Your objective:
Copy out again, unchanged, the listing below from the line that has "Please identify the wooden" through the line that has "Please identify the brass".

Available records:
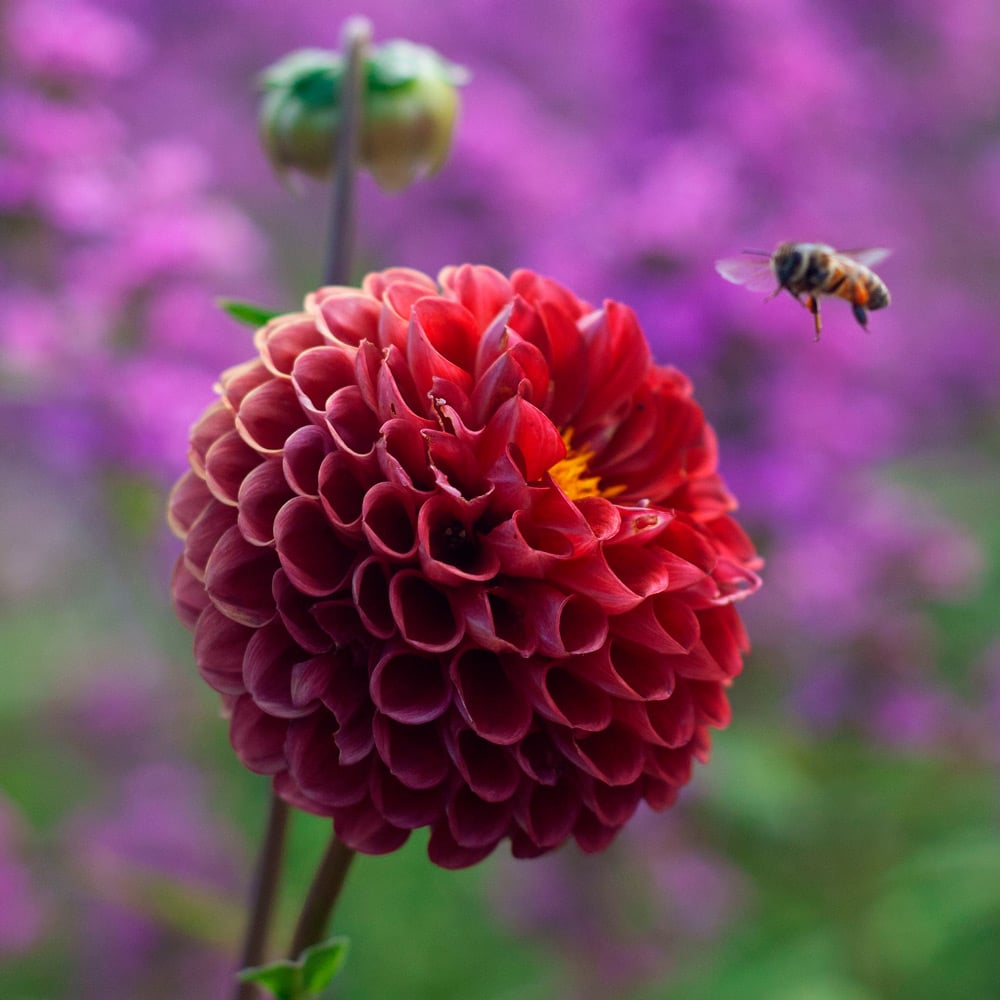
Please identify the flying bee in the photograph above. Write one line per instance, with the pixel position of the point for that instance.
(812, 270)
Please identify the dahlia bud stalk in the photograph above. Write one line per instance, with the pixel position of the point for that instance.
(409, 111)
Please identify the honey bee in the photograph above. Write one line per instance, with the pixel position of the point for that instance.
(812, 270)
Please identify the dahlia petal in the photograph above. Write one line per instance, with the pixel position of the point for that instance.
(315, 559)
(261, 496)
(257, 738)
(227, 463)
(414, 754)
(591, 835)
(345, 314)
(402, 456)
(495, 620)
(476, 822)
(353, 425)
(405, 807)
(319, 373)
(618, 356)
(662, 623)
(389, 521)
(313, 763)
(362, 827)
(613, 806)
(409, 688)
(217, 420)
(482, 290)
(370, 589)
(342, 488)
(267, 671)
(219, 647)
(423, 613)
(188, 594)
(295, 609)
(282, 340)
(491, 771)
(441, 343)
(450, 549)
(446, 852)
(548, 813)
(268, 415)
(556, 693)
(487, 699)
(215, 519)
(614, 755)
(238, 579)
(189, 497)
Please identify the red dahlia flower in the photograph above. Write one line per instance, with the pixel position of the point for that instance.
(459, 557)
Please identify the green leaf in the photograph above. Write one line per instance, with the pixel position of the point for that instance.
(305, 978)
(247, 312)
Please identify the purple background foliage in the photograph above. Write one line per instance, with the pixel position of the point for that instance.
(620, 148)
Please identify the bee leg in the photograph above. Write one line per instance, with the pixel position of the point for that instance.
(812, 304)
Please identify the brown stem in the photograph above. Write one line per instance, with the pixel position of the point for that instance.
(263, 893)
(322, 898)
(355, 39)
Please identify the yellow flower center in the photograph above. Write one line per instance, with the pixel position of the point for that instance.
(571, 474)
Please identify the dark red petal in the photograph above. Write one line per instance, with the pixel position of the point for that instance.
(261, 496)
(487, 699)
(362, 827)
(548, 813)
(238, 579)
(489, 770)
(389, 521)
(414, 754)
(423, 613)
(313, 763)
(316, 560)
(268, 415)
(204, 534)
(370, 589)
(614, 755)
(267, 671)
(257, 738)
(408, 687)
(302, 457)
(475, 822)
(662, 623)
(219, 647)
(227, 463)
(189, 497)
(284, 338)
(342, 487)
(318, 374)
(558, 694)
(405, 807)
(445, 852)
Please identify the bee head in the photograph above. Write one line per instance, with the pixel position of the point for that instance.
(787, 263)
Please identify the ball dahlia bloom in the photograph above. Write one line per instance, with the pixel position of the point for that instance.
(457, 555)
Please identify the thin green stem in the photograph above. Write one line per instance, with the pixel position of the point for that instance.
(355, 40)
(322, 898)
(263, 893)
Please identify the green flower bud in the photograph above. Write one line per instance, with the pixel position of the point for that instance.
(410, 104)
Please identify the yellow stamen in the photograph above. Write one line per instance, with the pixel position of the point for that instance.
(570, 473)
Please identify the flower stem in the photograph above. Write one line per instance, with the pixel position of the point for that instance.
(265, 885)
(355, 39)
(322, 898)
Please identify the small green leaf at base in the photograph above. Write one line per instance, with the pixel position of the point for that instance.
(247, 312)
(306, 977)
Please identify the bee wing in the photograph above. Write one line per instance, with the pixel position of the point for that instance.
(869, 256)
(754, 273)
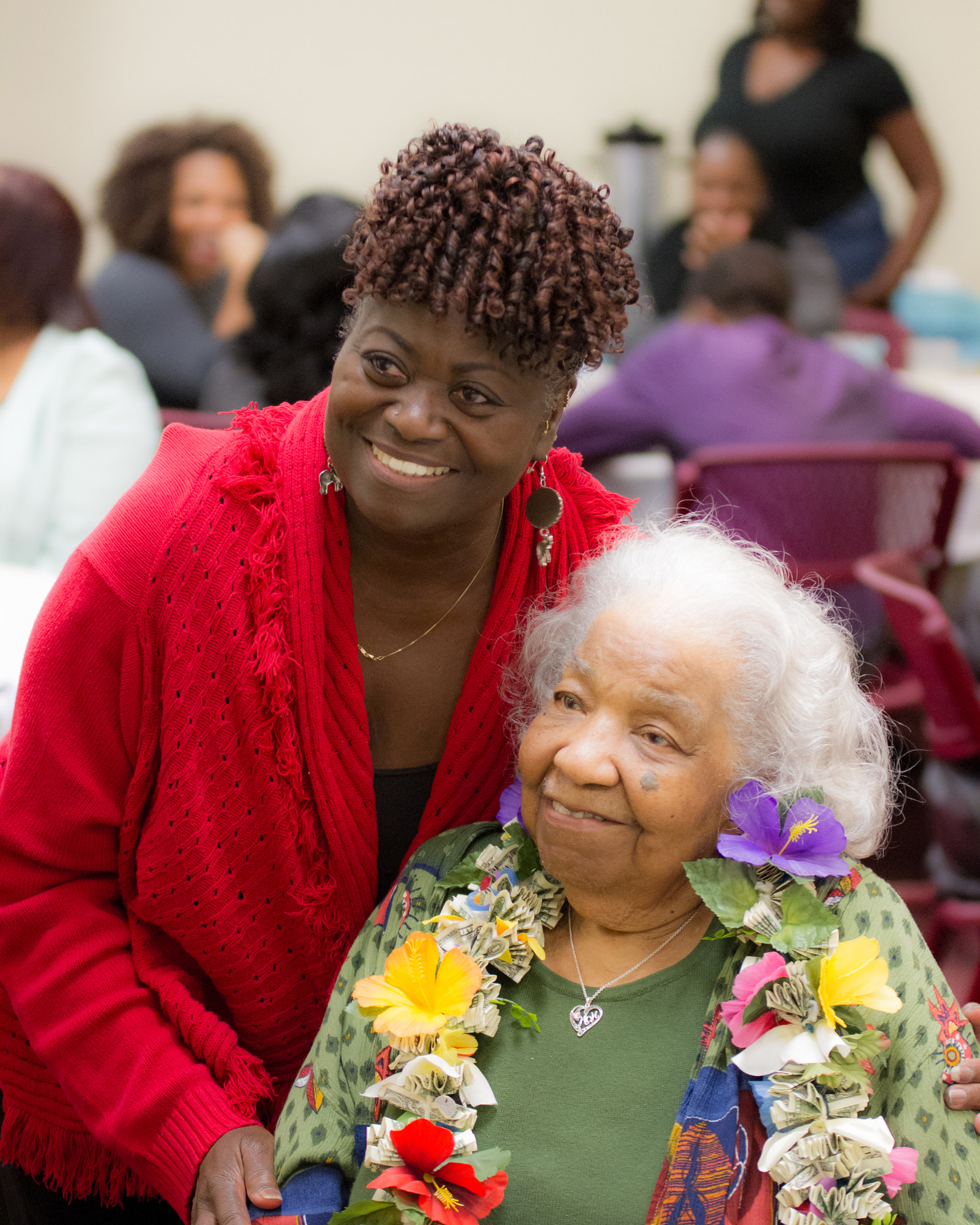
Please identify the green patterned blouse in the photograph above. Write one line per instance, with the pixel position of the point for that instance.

* * *

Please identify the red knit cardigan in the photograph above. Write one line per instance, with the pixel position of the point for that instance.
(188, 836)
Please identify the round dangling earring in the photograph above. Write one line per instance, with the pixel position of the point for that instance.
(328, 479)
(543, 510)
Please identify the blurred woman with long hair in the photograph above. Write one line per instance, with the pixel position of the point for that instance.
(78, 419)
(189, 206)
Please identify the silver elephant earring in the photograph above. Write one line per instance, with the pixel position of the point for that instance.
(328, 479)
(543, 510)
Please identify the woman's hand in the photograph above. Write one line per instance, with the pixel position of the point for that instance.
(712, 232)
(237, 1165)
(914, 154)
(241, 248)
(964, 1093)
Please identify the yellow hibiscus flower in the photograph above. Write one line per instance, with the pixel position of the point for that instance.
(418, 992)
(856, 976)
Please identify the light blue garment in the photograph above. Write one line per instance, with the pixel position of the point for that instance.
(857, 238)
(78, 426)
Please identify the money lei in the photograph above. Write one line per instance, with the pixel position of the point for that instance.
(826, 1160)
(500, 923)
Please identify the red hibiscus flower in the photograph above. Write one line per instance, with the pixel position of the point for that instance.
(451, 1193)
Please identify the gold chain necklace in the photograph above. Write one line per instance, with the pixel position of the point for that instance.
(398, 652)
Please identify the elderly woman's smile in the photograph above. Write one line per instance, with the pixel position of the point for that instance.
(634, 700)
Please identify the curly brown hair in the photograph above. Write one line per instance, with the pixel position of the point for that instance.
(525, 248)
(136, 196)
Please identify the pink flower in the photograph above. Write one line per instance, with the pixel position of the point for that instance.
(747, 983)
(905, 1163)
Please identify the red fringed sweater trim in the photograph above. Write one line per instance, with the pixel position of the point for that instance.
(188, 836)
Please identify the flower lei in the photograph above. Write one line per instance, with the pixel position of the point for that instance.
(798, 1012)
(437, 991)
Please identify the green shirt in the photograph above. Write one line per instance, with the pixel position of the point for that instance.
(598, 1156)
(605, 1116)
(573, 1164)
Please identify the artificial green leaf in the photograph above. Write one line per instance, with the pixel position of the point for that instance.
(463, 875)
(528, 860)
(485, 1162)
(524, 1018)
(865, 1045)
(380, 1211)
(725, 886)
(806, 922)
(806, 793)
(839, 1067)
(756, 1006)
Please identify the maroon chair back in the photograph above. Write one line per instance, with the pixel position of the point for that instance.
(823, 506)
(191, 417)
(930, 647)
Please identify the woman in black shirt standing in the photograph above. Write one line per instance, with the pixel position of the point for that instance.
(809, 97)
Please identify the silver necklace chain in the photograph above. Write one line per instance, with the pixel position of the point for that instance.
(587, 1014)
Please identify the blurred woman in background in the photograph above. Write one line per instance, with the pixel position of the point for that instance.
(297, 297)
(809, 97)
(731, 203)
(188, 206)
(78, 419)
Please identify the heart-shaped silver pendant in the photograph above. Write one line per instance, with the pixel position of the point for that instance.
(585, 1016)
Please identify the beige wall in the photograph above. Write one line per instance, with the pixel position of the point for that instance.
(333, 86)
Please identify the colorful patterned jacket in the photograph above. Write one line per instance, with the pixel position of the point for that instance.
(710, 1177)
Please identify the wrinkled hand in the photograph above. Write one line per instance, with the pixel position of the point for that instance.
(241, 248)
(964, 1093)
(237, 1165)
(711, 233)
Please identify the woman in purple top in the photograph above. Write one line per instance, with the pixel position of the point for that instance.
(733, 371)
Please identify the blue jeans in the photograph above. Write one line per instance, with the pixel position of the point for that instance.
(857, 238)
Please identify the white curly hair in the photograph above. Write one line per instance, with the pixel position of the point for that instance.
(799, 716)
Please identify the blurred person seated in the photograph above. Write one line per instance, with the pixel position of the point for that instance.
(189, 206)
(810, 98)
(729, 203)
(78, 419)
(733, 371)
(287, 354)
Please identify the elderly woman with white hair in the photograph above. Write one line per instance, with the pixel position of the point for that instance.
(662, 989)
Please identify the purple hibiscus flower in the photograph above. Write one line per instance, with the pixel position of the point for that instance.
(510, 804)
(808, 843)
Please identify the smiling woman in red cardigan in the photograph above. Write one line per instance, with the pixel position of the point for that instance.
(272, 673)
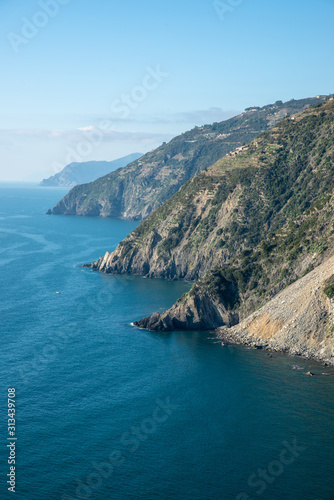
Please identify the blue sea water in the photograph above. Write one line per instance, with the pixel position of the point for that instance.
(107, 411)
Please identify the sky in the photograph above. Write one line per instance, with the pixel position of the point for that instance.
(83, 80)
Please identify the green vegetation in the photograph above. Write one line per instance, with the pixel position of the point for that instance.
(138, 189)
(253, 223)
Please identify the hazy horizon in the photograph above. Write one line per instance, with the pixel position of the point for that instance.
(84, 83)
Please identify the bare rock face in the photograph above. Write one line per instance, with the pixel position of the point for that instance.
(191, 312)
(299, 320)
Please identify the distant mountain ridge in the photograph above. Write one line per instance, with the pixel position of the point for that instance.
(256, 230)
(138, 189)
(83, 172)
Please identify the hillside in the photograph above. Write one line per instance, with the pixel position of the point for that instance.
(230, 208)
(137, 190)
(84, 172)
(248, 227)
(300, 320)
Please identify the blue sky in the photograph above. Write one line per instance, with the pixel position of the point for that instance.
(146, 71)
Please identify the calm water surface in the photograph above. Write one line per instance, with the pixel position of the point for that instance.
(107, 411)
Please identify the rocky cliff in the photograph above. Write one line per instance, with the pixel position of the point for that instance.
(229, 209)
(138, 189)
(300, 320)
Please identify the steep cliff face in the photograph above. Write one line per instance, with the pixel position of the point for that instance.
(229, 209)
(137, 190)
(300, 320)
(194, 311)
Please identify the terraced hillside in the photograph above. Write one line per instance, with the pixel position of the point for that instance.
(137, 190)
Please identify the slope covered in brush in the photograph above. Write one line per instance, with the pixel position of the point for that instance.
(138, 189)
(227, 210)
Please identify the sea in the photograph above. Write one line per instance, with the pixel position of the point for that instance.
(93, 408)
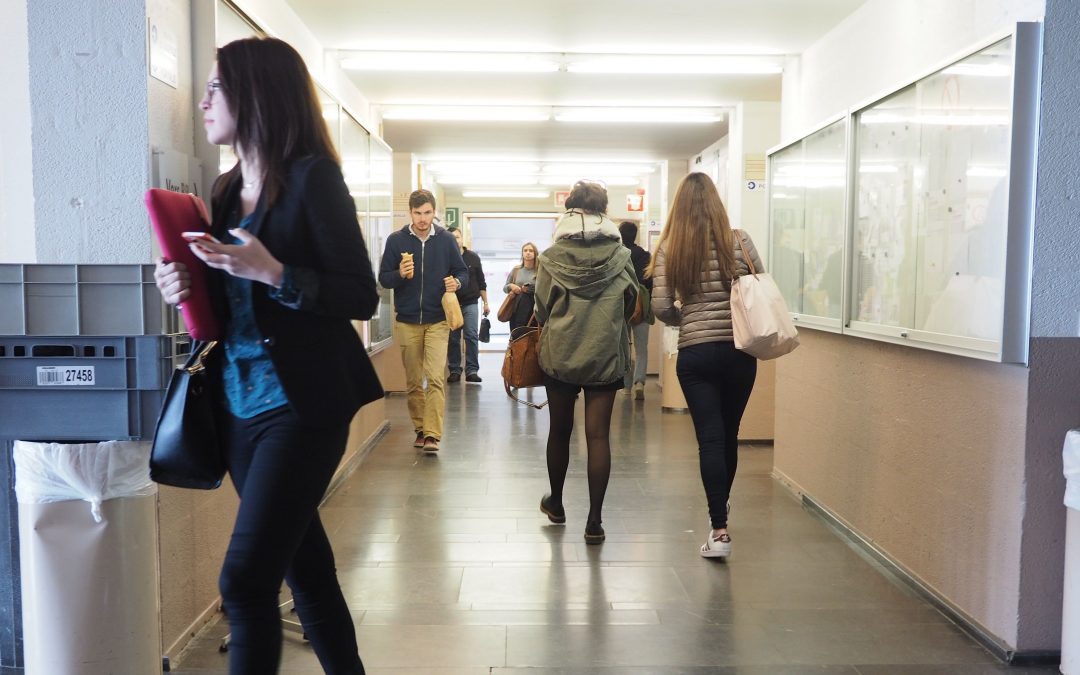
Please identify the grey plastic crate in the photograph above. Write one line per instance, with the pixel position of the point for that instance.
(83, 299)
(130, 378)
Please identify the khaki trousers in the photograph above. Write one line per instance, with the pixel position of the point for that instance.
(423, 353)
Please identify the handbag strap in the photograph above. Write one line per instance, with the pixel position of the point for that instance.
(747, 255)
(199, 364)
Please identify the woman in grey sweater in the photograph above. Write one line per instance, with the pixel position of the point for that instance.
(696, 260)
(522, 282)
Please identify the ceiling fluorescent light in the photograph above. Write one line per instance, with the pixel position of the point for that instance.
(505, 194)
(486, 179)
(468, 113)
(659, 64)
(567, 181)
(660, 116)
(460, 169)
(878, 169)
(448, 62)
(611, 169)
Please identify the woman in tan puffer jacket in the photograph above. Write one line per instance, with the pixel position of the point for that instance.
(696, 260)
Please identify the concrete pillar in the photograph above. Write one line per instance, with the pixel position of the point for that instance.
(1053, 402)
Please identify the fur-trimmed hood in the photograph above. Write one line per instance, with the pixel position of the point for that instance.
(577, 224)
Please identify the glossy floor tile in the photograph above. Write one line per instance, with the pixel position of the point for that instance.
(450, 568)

--

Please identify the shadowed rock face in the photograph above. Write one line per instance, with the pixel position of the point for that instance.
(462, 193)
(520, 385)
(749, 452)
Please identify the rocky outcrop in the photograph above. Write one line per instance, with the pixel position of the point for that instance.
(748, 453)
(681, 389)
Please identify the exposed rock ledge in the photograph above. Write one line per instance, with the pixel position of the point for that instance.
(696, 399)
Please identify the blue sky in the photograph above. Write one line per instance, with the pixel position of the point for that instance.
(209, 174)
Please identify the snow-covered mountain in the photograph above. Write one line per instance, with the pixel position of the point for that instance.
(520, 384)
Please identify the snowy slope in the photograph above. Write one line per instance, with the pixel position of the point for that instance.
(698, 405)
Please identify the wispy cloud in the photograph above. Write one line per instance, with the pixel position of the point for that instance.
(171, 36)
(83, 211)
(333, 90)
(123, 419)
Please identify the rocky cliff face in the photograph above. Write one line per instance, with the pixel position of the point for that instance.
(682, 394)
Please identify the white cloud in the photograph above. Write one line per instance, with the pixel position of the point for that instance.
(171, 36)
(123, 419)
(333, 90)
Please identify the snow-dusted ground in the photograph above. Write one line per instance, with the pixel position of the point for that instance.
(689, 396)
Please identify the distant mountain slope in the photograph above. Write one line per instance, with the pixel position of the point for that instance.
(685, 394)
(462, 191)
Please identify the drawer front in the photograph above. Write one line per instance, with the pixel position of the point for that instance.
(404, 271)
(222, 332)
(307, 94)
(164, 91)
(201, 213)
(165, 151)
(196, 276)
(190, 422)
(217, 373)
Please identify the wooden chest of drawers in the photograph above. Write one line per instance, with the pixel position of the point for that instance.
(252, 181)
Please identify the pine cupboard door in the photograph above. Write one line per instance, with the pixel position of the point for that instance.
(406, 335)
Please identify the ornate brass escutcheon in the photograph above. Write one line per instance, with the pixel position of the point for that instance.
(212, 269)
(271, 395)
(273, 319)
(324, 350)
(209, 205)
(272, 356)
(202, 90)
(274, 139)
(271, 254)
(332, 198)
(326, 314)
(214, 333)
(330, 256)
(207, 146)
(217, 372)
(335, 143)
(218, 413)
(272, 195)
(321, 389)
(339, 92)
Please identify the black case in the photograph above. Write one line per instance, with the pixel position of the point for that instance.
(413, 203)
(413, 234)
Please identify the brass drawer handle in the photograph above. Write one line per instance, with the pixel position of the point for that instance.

Exercise answer:
Please identify the wooden chest of drawers in the photograph above. Write one line per instance, with the pixel position of the point for that instance.
(252, 181)
Please identify the pine cupboard door in the photograph above. Write one line per instance, with the pixel position of the point for that instance.
(406, 335)
Please identify the ornate brass escutcheon in the photograph above. Write one line per instance, with the pixel position of the point for that instance.
(212, 269)
(271, 395)
(273, 319)
(324, 350)
(209, 205)
(272, 356)
(202, 90)
(274, 139)
(271, 254)
(332, 198)
(326, 314)
(214, 333)
(330, 256)
(207, 146)
(217, 372)
(335, 143)
(218, 413)
(272, 195)
(321, 389)
(339, 92)
Please identify the black case in the photograph above. Write one line per instance, with the pixel position of the point for that instance.
(413, 203)
(413, 234)
Please identify the brass drawer handle in the photograph above. Write one line per instance, with the pixel position of the point for that instance.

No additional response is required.